- THE TASK
Duplicate the entries below line for line, with no changes.

- Point labeling dataset excerpts

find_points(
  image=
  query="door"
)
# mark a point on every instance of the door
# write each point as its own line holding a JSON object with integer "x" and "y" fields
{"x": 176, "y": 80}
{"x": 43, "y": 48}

- FINISHED EXERCISE
find_points(
  image=
  query="door"
)
# mark a point on every instance of the door
# write each point as its own line holding a JSON object with integer "x" and "y" fields
{"x": 176, "y": 80}
{"x": 43, "y": 48}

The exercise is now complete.